2020 escapes adjectives and mere words cannot quite capture the irony of the year. Ironically, last year when we selecting a word for the year in the nourish-n-cherish household, the teenager vehemently voted for the word, ‘Ironic’ (after I shot down ‘Sarcastic’ as an entry of course). I had been inspired by a colleague who regularly answered ‘How are you?” with the word “Terrific!” (In meetings through the year).
One time, I asked him whether he always said that, since it was a shot of positivity in the middle of the humdrum, and he said that it was a family tradition for them. Their family sat together and decided on a word to use through the upcoming year to answer the question ‘How are you?’. The logophile in me sat up and took notice. I got the gleam that the children have identified, and scram when they detect it. It is what gets them into walking miles in the wilderness, or fun read-a-thons.
Where was I? Yes – the word thing. When I came home with this heart warming suggestion, I expected in my naïveté, to be taken up on the word-building, and lists filling up with words such as : Fantastic, Fun, Awesome, or even a word that is only used in our home, Imaginate. But of course that is not what happened.

### [STUDY QUESTIONS]
[1] Translate this sentence from the essay on a family's word of the year into Spanish: "Their family sat together and decided on a word to use through the upcoming year to answer the question ‘How are you?’."
[2] Carry on the essay on a family's word of the year, starting right after its final sentence.
The records that follow have no connection to the essay on a family's word of the year.

### [DATA SHOWN]
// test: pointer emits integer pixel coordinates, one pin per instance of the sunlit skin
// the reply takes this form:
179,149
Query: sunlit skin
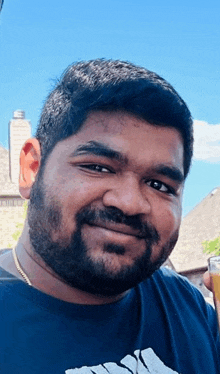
115,160
80,178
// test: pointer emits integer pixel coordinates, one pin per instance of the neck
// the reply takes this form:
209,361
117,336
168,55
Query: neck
44,279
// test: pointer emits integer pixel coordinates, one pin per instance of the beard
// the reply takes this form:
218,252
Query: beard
70,259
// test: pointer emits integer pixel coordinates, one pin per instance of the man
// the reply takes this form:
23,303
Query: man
104,176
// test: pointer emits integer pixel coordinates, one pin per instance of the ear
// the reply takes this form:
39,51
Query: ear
30,157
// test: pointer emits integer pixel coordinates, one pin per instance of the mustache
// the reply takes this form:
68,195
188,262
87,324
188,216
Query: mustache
112,214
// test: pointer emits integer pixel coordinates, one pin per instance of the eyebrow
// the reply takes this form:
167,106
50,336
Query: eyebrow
103,150
171,172
99,149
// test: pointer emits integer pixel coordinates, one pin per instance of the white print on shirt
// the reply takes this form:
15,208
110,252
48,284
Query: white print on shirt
142,362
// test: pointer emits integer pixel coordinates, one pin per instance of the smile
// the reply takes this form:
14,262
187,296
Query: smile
119,229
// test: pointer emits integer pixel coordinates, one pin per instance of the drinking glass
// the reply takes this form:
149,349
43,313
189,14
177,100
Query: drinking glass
214,270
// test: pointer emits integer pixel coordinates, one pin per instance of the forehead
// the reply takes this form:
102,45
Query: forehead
125,133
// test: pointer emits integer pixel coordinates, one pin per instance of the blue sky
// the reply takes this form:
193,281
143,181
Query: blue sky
178,40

### [ANSWERS TO THE PROBLEMS]
[1] Su familia se sentaba junta y decidía una palabra para usar durante el año siguiente para responder a la pregunta "¿Cómo estás?".

[2]
The words put forth by the teenager were not going to be my words of the year by any stretch. So, given chaotic, neurotic (Really! This child expects me to answer ‘How are you?’ with ‘Neurotic’!) , dystopian, terrible, quixotic, and another few like this, we decided on Ironic. Luckily, we did not use this word to answer every ‘How do you do?” question during the year. Last night when I mentioned the word-of-the-year-greeting-exercise again, the children said, “Come to think of it, our word choice was not bad huh?! Ironic how that worked out! Get it? Get it?”
It was my turn to moan, but also think. Maybe there is something to the whole thought->actions->universe themes that we hear about all the time.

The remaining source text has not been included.